- _Task statement_
Begin at the line with "Audit note: kitchen" and write out every line after it, exactly, through the last line below, adding nothing.

*** Opening Available data ***

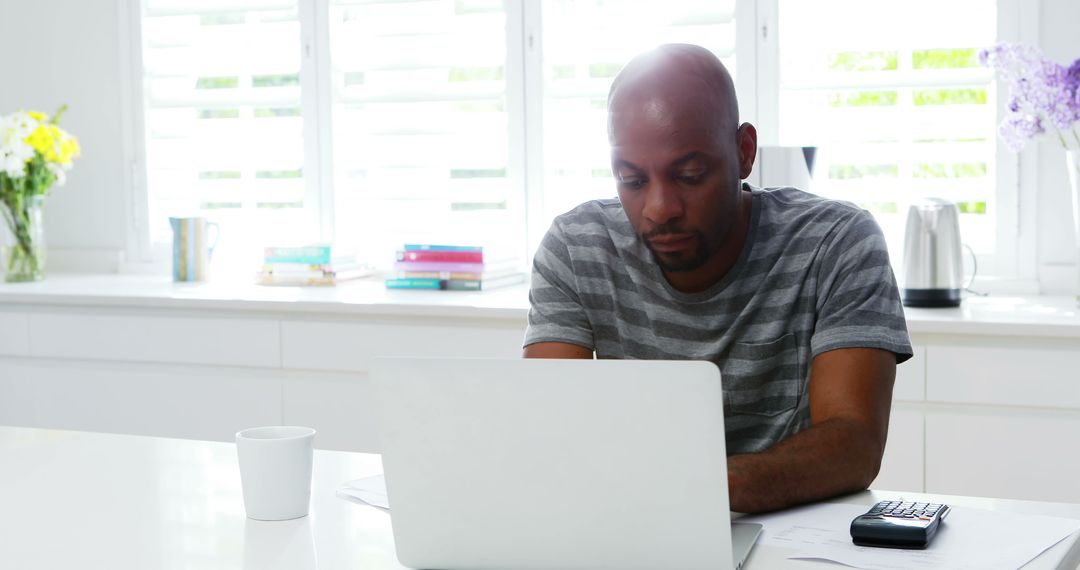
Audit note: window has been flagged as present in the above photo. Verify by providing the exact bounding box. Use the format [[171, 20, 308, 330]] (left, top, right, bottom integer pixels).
[[535, 0, 739, 230], [775, 0, 1002, 263], [135, 0, 1019, 278], [140, 0, 311, 273], [328, 0, 520, 265]]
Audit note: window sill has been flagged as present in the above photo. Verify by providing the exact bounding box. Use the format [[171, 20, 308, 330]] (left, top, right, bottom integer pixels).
[[0, 273, 531, 321], [0, 274, 1078, 338]]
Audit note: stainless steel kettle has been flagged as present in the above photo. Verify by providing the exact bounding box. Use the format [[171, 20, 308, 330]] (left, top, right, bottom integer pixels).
[[901, 198, 963, 307]]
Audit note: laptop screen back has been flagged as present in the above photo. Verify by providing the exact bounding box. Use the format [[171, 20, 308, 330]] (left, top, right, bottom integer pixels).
[[371, 357, 735, 570]]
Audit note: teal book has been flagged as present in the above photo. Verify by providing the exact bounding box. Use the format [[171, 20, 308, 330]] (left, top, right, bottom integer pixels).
[[385, 278, 442, 289]]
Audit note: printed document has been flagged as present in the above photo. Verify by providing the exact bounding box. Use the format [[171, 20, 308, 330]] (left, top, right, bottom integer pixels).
[[739, 502, 1080, 570]]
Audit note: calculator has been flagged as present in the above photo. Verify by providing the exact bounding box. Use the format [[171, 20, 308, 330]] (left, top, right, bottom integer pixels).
[[850, 499, 951, 549]]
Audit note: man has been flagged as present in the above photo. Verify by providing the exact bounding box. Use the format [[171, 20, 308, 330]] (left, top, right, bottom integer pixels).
[[522, 44, 912, 514]]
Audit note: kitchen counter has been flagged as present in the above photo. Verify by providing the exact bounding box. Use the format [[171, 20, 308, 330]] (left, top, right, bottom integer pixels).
[[1, 273, 1079, 338]]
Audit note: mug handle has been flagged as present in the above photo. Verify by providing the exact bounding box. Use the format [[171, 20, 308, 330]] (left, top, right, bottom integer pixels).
[[206, 222, 221, 259]]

*** Closing Available data ***

- _Exercise response_
Audit note: kitchen counter has been flagged as present in the above photo. Verify by providing the exact bounding box. Use the format [[171, 20, 308, 330]] (left, top, right, bottom integer pixels).
[[1, 273, 1079, 338]]
Audit note: mug handle has been flagged as present in the above photo. Verify by providing the exact bounding box. Use the format [[171, 20, 308, 330]] (left, top, right, bottom integer pixels).
[[206, 222, 221, 259]]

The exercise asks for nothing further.